Passage shown:
· · · · · · ·
# Monte carlo in training day



## TrainingDay34 (Feb 17, 2006)

Hey....im new to this board....im in the process of looking for a 78-79' Chevrolet Monte Carlo. Im actually trying to restore it exactly like in the movie Training day. im trying to figure out what brand of wood steering wheel is used in the movie. It appears to have like a gray covering over the center area where the horn is. Anyone know what brand it is? I contacted Grant and they said it wasnt theirs.


----------



## vengence (Sep 19, 2005)

thats because it is a lecarra,


----------



## dlinehustler (Oct 22, 2003)

Welcome to Lay it Low..........Now for some friendly advice......Do a search, in quiet....but I feel im am to late...the training day monte has struck again :0


----------



## vengence (Sep 19, 2005)
· · · · · · ·
Requests:
1 - List each distinct username that appears in a post header of the forum thread about the Training Day Monte Carlo.
2 - Write out the part of the forum thread between "Hey....im new to" and "it wasnt theirs.", inclusive.
The items that come next are separate material and not part of the forum thread.

Labeled region records:
· · · · · · ·
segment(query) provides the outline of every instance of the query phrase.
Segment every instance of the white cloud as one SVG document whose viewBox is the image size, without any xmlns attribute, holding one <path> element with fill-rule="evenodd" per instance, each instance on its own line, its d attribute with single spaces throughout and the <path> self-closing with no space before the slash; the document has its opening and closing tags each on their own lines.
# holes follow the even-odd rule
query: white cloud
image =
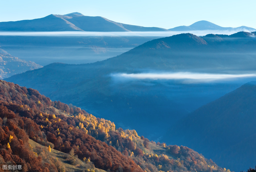
<svg viewBox="0 0 256 172">
<path fill-rule="evenodd" d="M 240 74 L 201 73 L 191 72 L 117 73 L 111 76 L 117 79 L 181 80 L 185 82 L 205 83 L 218 80 L 256 77 L 256 74 Z"/>
<path fill-rule="evenodd" d="M 0 32 L 1 36 L 144 36 L 166 37 L 183 33 L 189 33 L 197 36 L 209 33 L 230 35 L 239 31 L 229 30 L 190 30 L 185 31 L 159 31 L 151 32 Z"/>
</svg>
· · · · · · ·
Solutions in order:
1 - TrainingDay34, vengence, dlinehustler

2 -
Hey....im new to this board....im in the process of looking for a 78-79' Chevrolet Monte Carlo. Im actually trying to restore it exactly like in the movie Training day. im trying to figure out what brand of wood steering wheel is used in the movie. It appears to have like a gray covering over the center area where the horn is. Anyone know what brand it is? I contacted Grant and they said it wasnt theirs.